- **Given request**
Copy out the records below with "on one line" changed to "on a single line" everywhere it occurs. Leave every other word unchanged.
******
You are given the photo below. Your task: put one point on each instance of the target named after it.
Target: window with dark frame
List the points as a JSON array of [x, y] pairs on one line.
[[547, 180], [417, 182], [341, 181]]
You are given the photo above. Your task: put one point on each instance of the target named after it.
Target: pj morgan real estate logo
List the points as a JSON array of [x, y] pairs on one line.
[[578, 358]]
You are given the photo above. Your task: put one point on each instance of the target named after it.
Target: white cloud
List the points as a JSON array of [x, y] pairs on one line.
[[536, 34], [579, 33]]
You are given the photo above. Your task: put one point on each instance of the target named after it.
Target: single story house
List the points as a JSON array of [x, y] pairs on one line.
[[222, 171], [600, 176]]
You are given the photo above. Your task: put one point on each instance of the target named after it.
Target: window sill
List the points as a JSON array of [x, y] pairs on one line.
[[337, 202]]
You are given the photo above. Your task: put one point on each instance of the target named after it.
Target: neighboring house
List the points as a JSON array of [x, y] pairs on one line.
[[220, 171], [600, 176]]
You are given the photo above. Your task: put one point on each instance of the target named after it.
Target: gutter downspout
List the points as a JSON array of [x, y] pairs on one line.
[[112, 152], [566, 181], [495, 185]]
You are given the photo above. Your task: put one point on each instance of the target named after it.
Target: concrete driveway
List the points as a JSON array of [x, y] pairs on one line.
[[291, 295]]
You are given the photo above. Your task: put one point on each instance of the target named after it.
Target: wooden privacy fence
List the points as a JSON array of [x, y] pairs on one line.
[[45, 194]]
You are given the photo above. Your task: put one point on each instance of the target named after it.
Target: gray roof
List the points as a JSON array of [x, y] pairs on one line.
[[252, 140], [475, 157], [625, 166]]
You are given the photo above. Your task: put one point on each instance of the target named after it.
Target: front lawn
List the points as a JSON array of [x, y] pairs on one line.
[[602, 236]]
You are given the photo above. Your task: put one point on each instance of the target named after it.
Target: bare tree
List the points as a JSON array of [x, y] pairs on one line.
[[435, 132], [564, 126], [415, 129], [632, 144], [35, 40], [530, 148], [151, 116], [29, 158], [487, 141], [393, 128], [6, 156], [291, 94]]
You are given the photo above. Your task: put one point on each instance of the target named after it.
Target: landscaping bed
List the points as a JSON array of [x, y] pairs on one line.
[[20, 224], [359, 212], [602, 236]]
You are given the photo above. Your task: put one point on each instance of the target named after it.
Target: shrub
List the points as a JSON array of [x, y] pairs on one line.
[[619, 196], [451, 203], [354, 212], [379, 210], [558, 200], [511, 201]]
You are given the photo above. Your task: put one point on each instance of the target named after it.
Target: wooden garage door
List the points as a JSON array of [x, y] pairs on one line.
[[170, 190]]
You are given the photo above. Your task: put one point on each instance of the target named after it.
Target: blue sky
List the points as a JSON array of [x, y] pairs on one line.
******
- **Output for this exercise**
You are given the photo below. Your task: put one point on each instance of the target named after it.
Target: window with dark frame
List the points as a JSON array of [x, y] pairs on a single line.
[[547, 180], [417, 182], [341, 181]]
You are given the photo above. Your task: put one point on each instance of the target named after it.
Target: pj morgan real estate logo
List the points as a JSON array of [x, y] pairs on a single line.
[[578, 358]]
You are given the photo above. Your task: put one point on each instance of the target named after it.
Target: white cloud
List the points as a JSON array of [x, y] pairs on a single line.
[[536, 34], [579, 33]]
You are given the photo above. Your task: put one point on each instance of the target named after it.
Target: single story house
List the points as a JSON array of [x, y] pairs on a single line.
[[222, 171], [600, 176]]
You are given the photo above. Your task: put one point on each instance of the target named after it.
Target: window sill
List the points as a JSON array of [x, y] pairs on a single line.
[[337, 202]]
You are given the photo above. Your task: put one point on each instance of the target named after it.
Target: neighboring house
List the points as a JSON array of [x, y] pairs on a single line.
[[220, 171], [600, 176]]
You are given the photo above. Your task: put one point on each instance of the target named after it.
Target: gutter downspout
List the points as a JSON array of [x, y] pairs on a single line.
[[112, 152], [566, 181], [495, 185]]
You are given the photo above. Your task: put one point on each instance of the target named after it.
Target: concrete driveway
List the points as a JSON array of [x, y] pairs on a single line.
[[291, 295]]
You are given the photo above. Your task: put one point on each instance of the target named after it.
Target: wooden privacy fence
List the points as a JSON array of [x, y] pairs on a single line.
[[45, 194]]
You are given the photo above. Your task: put one point on each instance of the target named after it.
Target: gray roof
List the points as a JSON array of [x, y] pairs on a single line.
[[252, 140], [475, 157], [625, 166]]
You are given the photo above. Your task: put one point on each instance of the target named after it.
Target: front lawn
List the points as a JSON array of [x, y] pairs on a single line.
[[602, 236]]
You are given the photo above. Your task: put one point on each instance of the target named after it.
Target: bare tree
List the points as a JSON array of [x, y] pairs on a single line.
[[435, 132], [564, 126], [415, 129], [632, 144], [35, 40], [530, 148], [151, 116], [29, 158], [487, 141], [393, 128], [6, 156], [291, 94]]
You are given the photo above. Your task: put one point on each instance of the target named after it.
Target: landscaping bed
List the points as a JSON array of [x, y] pairs on a single line.
[[20, 224], [359, 212], [602, 236]]
You are given the photo above. Your task: put one point on each instance of the target named after it.
Target: shrub
List the points as a JSON array of [x, y] pairs on a single line.
[[619, 196], [451, 203], [354, 212], [379, 210], [558, 200], [511, 201]]
You are given the photo above. Your task: put one point on each instance of the target named after it.
Target: wooden garage door
List the points as a JSON array of [x, y] pairs on a single line.
[[170, 190]]
You are given the photo above. Your task: put one point on each instance of the target named after it.
Target: blue sky
List the points as a JSON array of [x, y] pairs on a single line.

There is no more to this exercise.